(LISTED ENTRIES)

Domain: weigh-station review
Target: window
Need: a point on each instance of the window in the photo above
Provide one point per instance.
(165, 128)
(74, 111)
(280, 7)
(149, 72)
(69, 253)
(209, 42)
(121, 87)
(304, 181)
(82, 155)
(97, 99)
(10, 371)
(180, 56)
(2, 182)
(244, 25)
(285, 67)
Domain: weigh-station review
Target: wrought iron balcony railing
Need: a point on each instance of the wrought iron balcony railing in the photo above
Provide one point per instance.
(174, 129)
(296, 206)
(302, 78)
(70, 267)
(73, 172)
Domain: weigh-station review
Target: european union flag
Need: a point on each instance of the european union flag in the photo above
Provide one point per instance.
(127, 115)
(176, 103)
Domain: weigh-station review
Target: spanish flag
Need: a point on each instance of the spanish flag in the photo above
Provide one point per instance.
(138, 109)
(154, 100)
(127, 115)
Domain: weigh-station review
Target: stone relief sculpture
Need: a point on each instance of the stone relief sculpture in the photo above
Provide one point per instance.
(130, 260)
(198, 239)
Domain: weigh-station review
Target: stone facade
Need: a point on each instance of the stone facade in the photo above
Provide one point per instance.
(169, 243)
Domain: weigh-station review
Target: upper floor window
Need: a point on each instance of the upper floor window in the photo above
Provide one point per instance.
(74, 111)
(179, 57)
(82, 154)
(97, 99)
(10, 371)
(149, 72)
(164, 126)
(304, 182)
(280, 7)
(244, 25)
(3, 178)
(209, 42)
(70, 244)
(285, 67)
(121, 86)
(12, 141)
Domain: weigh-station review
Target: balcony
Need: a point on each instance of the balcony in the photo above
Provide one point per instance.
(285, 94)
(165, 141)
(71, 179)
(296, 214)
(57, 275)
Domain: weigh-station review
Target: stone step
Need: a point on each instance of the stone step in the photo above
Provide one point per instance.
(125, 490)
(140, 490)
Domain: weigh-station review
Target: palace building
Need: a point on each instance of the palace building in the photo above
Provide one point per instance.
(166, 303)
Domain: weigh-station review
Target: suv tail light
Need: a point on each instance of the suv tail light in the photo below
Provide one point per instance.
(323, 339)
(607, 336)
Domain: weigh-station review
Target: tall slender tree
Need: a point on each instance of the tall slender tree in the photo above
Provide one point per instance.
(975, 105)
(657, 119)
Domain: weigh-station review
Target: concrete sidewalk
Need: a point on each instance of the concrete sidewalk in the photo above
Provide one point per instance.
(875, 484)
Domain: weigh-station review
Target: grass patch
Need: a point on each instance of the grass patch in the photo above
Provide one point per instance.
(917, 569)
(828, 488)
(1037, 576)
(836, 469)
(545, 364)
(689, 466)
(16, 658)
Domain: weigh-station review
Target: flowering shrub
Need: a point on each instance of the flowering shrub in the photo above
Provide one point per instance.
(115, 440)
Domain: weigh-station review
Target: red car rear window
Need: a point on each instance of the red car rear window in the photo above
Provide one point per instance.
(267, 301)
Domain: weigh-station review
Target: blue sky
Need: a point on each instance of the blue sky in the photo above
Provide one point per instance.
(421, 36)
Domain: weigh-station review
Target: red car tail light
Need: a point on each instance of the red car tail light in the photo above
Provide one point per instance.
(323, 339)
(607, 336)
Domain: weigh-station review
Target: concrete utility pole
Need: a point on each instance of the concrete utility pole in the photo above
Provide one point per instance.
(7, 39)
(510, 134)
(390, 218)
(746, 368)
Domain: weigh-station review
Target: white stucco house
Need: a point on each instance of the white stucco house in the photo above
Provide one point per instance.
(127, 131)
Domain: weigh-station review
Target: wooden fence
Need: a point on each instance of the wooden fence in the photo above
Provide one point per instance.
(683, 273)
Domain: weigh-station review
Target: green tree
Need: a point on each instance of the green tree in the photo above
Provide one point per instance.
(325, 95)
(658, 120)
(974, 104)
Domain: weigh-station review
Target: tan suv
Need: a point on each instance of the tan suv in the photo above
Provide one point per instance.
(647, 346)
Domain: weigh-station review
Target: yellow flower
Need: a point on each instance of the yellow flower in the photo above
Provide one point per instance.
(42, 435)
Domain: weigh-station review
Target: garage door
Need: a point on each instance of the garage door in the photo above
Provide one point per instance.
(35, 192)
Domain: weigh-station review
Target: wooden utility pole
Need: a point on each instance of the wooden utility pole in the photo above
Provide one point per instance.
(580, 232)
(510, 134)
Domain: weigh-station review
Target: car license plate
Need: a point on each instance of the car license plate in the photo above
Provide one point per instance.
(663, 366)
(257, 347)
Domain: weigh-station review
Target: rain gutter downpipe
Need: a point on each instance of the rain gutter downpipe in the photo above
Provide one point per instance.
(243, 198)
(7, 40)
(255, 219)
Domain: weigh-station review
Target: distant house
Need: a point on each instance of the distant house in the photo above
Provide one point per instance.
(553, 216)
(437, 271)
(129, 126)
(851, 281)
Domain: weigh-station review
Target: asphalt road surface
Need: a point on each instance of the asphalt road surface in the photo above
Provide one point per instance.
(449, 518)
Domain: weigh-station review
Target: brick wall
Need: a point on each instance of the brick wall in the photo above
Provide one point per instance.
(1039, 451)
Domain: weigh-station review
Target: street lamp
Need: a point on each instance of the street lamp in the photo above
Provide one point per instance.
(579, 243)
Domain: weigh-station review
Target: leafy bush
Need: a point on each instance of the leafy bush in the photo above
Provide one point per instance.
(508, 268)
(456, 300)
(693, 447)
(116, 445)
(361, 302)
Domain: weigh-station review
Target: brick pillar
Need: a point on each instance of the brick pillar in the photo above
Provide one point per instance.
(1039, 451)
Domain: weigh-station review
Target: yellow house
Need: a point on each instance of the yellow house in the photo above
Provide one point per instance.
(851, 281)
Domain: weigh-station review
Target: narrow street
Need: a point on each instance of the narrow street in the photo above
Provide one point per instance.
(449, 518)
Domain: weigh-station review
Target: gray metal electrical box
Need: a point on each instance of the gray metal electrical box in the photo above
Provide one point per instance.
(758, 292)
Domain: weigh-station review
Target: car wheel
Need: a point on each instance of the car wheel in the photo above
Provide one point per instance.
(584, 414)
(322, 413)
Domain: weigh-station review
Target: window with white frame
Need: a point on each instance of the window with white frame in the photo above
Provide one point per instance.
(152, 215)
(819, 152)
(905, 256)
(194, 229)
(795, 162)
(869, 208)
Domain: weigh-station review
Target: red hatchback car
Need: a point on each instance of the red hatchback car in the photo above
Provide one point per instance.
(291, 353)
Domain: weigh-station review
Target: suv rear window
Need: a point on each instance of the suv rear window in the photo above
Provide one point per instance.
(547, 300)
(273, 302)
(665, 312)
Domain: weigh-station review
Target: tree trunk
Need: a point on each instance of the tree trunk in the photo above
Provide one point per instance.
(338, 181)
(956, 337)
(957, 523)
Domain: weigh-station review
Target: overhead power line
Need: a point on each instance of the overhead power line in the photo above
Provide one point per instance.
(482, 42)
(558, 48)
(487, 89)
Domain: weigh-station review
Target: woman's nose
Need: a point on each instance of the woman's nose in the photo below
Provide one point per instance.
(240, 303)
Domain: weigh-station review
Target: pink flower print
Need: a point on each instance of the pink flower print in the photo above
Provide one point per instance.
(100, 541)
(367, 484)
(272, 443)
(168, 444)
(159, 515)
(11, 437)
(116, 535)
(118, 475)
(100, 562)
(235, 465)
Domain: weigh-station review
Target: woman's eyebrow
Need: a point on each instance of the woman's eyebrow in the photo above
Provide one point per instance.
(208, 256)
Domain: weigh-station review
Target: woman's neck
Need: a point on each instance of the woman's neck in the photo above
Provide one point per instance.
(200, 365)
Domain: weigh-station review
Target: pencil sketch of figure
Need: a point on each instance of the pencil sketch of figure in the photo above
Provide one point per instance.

(End LISTED ENTRIES)

_EXERCISE GOAL_
Every line of the data should be copied exactly.

_TASK RESPONSE_
Domain: weigh-station review
Target: window
Need: a point on each instance of the window in the photo above
Provide one point per instance.
(165, 128)
(74, 111)
(280, 7)
(149, 72)
(69, 253)
(209, 42)
(121, 87)
(304, 181)
(82, 155)
(97, 99)
(10, 371)
(180, 56)
(2, 182)
(244, 25)
(285, 67)
Domain: weigh-station review
Target: wrought iron balcony railing
Need: a point on each instance of the wrought iron balcony railing in the photo above
Provide one point per instance.
(174, 129)
(296, 206)
(302, 78)
(70, 267)
(73, 172)
Domain: weigh-station review
Target: european union flag
Need: a point on each instance of the european union flag in the photo above
Provide one point per instance.
(127, 115)
(176, 103)
Domain: weigh-station review
Target: spanish flag
Need: a point on each instance of the spanish flag in the photo above
Provide one point per instance.
(138, 109)
(154, 100)
(127, 115)
Domain: weigh-station review
Target: stone relief sculpture
Need: a point on each instance of the stone relief sculpture in the photo above
Provide one point per instance.
(130, 260)
(198, 239)
Domain: weigh-station review
Target: stone facade
Need: a point on each instance of the stone facade in the photo above
Provide one point per instance.
(169, 243)
Domain: weigh-station review
Target: upper floor window
Need: a point on each instance of the upper floor window in the photo above
Provide one point per instance.
(74, 111)
(179, 57)
(82, 154)
(97, 99)
(10, 371)
(149, 72)
(164, 126)
(304, 182)
(280, 7)
(244, 25)
(3, 178)
(209, 42)
(70, 244)
(285, 67)
(121, 86)
(12, 141)
Domain: weigh-station review
Target: balcony
Need: a point on each instance of the balcony in the photo above
Provide one point per instance.
(285, 94)
(165, 141)
(71, 179)
(296, 214)
(57, 275)
Domain: weigh-station review
Target: stone step
Need: a point on each instance of the stone step in the photo above
Provide one point per instance.
(125, 490)
(140, 490)
Domain: weigh-station review
Target: palace building
Need: a point on each instance of the palace building in the photo above
Provide one point per instance.
(166, 303)
Domain: weigh-station review
Target: suv tail light
Need: a point on each instance of the suv tail light in the photo below
Provide one point per instance.
(323, 339)
(607, 336)
Domain: weigh-station review
Target: tall slender tree
Need: a point on each instance of the tall slender tree in the photo above
Provide one point per instance.
(975, 105)
(657, 119)
Domain: weigh-station review
Target: concrete sidewalk
Need: a point on each instance of the concrete sidewalk in the photo above
Provide one point per instance.
(875, 484)
Domain: weigh-station review
Target: grass patch
Need: a point on each instance of the grass patch in the photo above
Provide one point per instance.
(917, 569)
(828, 488)
(1037, 576)
(836, 469)
(545, 364)
(689, 466)
(16, 658)
Domain: weigh-station review
Target: flowering shrub
Need: a point on each instance of the flowering shrub in the photo above
Provide one point per instance.
(115, 440)
Domain: weigh-station review
Target: red car rear window
Need: a point on each instance of the red car rear window in the photo above
Provide one point per instance.
(267, 301)
Domain: weigh-station review
Target: blue sky
Need: a point on each instance of the blue sky in the photo above
Provide one point per instance.
(421, 36)
Domain: weigh-station review
Target: red car tail light
Need: a point on each instance of the red car tail light in the photo above
Provide one point per instance.
(323, 339)
(607, 336)
Domain: weigh-station review
Target: concrete utility pole
Need: a point on each instance of the concrete utility pole in the photo above
Provide one point per instance.
(7, 39)
(510, 134)
(390, 218)
(746, 368)
Domain: weigh-station review
Target: white stucco house
Need: a point on each instance of the white stucco house in the photo above
Provide one point per instance.
(127, 131)
Domain: weigh-station review
Target: wooden fence
Need: a point on each instance of the wooden fence in the photo above
Provide one point per instance.
(683, 273)
Domain: weigh-station review
Target: green tree
Need: a point on each instance of the green tree in the photo above
Provide one point per instance.
(325, 95)
(658, 120)
(974, 104)
Domain: weigh-station review
Target: tan suv
Need: a point on each instance of the tan suv in the photo above
Provide one point per instance.
(647, 346)
Domain: weigh-station review
Target: yellow flower
Need: a point on each instance of the yellow flower in the photo above
Provide one point per instance.
(42, 435)
Domain: weigh-station review
Target: garage door
Need: a point on each instance of the garage door in the photo above
Provide one point per instance.
(35, 192)
Domain: weigh-station review
Target: wooden utility pole
Need: a point on each instance of the wooden utility pole in the photo above
Provide one point per instance.
(580, 232)
(510, 134)
Domain: weigh-station review
Target: car license plate
Need: a point on each instance of the car license plate in the photo above
Provide one point per instance.
(663, 366)
(257, 347)
Domain: weigh-station review
Target: rain gutter downpipe
Need: a point on each instance of the rain gutter downpipe in the photo above
Provide one point per instance.
(243, 198)
(7, 40)
(255, 219)
Domain: weigh-station review
Target: distant house
Need: a point on each instance of the distant house in the photo above
Provide one point per instance.
(553, 216)
(437, 271)
(129, 126)
(851, 281)
Domain: weigh-station review
Target: asphalt road surface
Need: a point on each instance of the asphalt road surface in the photo above
Provide one point per instance.
(449, 518)
Domain: weigh-station review
Target: brick wall
Need: a point on each instance of the brick wall in the photo above
Provide one point per instance.
(1039, 451)
Domain: weigh-station review
Target: street lamp
Need: a point on each instance of the street lamp in the photo above
Provide one point per instance.
(579, 243)
Domain: weigh-station review
Target: leafy bush
Need: a point on each instance of the leafy bush in the photo above
Provide one point per instance.
(508, 268)
(456, 300)
(693, 447)
(116, 445)
(361, 302)
Domain: weigh-station review
Target: brick pillar
Need: a point on each instance of the brick pillar in the photo above
Provide one point per instance.
(1039, 451)
Domain: weigh-station review
Target: yellow house
Need: a point on each instance of the yellow house in the photo above
Provide one point per instance.
(851, 281)
Domain: weigh-station review
Target: narrow street
Need: a point on each instance of the narrow street in the photo above
Provide one point per instance.
(449, 518)
Domain: weigh-station review
Target: gray metal electrical box
Need: a point on each instance of the gray metal electrical box in the photo above
Provide one point per instance.
(758, 292)
Domain: weigh-station review
Target: car wheel
Need: a point on each instance of the car wheel in the photo above
Provide one point per instance.
(584, 414)
(322, 413)
Domain: weigh-station review
Target: window with white frame
Need: a point on each instance of the window with white frame in the photo above
Provide one point per instance.
(152, 215)
(819, 152)
(905, 256)
(194, 229)
(795, 162)
(869, 208)
Domain: weigh-station review
Target: red hatchback car
Need: a point on each instance of the red hatchback car in the photo above
Provide one point per instance.
(291, 353)
Domain: weigh-station review
Target: suv rear window
Need: a point on each instance of the suv rear window in the photo above
Provide one point per instance.
(547, 300)
(273, 302)
(665, 312)
Domain: weigh-station review
Target: tree trunk
Need: a point on each instance of the tree trunk in the photo above
Provide one point per instance.
(338, 181)
(956, 337)
(957, 523)
Domain: weigh-station review
Target: overhead power line
Need: a point on each instance of the overhead power line in the photo above
Provide one point per instance.
(482, 42)
(558, 48)
(487, 89)
Domain: weigh-station review
Target: woman's nose
Need: a point on each instance of the woman's nose in the photo below
Provide one point per instance.
(240, 303)
Domain: weigh-station review
Target: pink flower print
Need: a point on each instance of the pink flower print in the photo above
Provide one point per instance.
(100, 541)
(367, 484)
(272, 443)
(168, 444)
(159, 515)
(11, 437)
(116, 535)
(118, 475)
(100, 562)
(235, 465)
Domain: weigh-station review
Target: woman's eyebrow
Need: a point on each instance of the woman's eyebrow in the photo above
Provide one point per instance.
(208, 256)
Domain: weigh-station review
Target: woman's neck
Need: a point on each instance of the woman's neck in the photo above
Provide one point per instance.
(200, 365)
Domain: weigh-station review
Target: pencil sketch of figure
Need: a point on each instance of the pencil sketch of figure in the photo above
Provide one point per instance.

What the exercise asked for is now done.